Exercise: Nothing but the text should be carried over: reproduce all the data exactly and leave out every image.

Dataset extract:
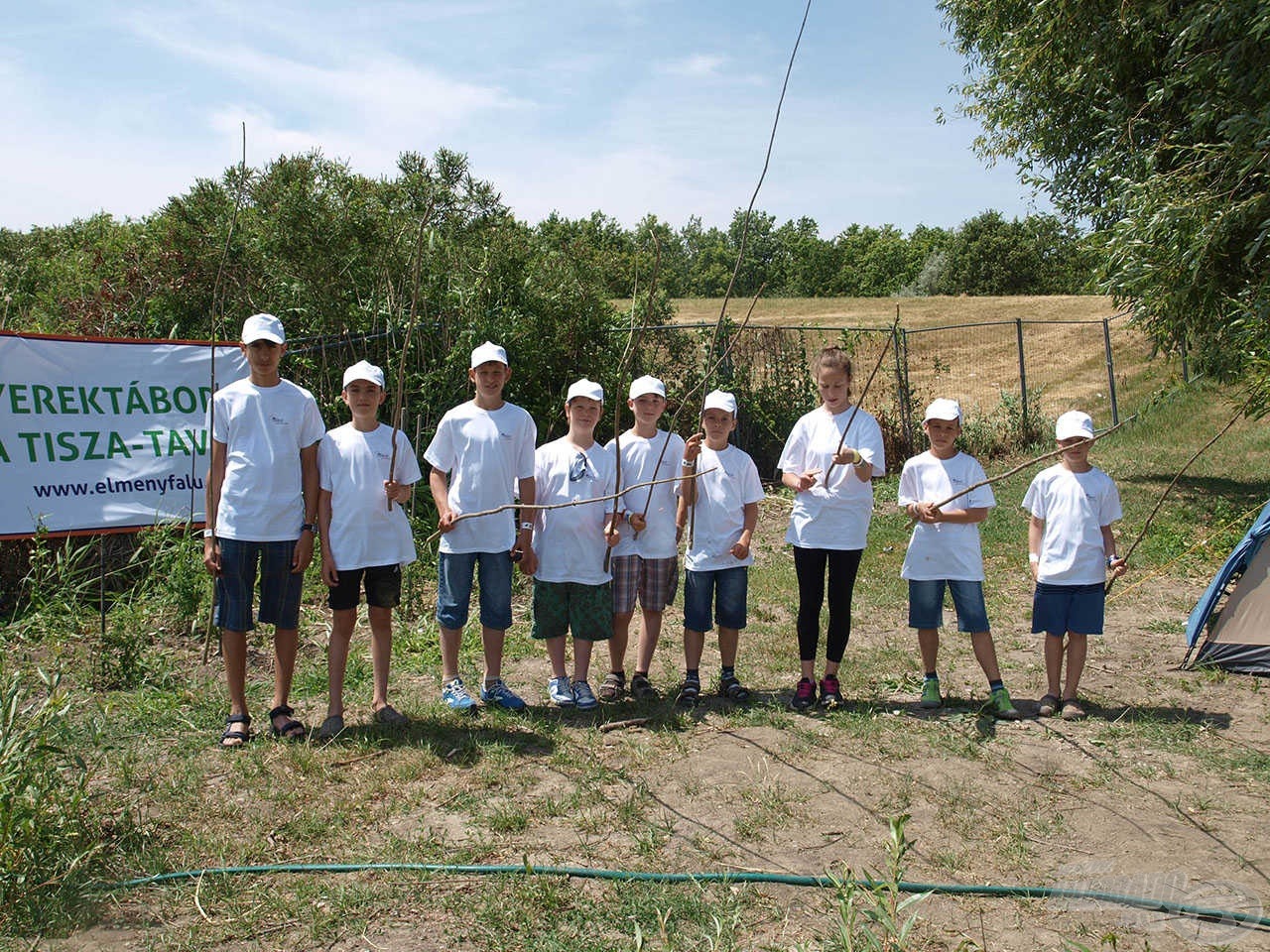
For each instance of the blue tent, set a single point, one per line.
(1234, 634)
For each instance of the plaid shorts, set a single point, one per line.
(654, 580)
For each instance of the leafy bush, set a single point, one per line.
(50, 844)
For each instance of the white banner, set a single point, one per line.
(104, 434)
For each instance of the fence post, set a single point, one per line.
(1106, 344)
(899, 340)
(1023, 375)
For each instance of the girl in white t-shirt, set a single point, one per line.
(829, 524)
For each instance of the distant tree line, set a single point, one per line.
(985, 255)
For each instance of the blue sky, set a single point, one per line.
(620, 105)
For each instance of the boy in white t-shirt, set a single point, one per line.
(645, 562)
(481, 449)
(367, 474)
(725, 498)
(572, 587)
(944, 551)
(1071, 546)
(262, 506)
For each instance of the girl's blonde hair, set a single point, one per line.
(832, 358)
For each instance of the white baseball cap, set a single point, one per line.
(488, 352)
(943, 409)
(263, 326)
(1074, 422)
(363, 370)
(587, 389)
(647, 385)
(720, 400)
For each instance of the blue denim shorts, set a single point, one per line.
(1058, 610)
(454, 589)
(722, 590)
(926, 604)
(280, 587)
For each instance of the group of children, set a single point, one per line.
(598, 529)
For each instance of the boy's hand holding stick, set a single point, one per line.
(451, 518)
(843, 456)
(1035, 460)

Exercise result:
For each instance of the blue tent, set a single point, one per line.
(1234, 634)
For each instance of the plaid shorts, set a single point, one per line.
(654, 580)
For each instance of the leafy bush, set a single point, one per line.
(50, 844)
For each instance of the white banner, set a single point, one per line.
(104, 434)
For each instance of the fence post, set a single point, one per line.
(1106, 344)
(899, 340)
(1023, 375)
For each instance of the girl in white t-shirt, set a single point, one per line.
(829, 524)
For each instance of the distant tree line, set a single point, one per line.
(985, 255)
For each instance of the blue sky, set a single point, one per line.
(620, 105)
For each instance of the boy in white t-shirt, set a single point, one per line.
(645, 562)
(481, 449)
(367, 474)
(725, 498)
(572, 587)
(944, 551)
(1071, 546)
(262, 506)
For each instance of the girl's blonde hair, set a single point, one per line.
(832, 358)
For each instance of the white baseball cap, set a single point, one per line.
(488, 352)
(943, 409)
(263, 326)
(1074, 422)
(363, 370)
(587, 389)
(647, 385)
(720, 400)
For each instance of the blue denim shorts, set a single point, one per line.
(1058, 610)
(454, 589)
(722, 590)
(926, 604)
(280, 587)
For each instance of the group of children, set a single point, one per line.
(598, 529)
For each instance of the boy's hand holding stick, set a single point, one per line.
(451, 518)
(843, 456)
(1035, 460)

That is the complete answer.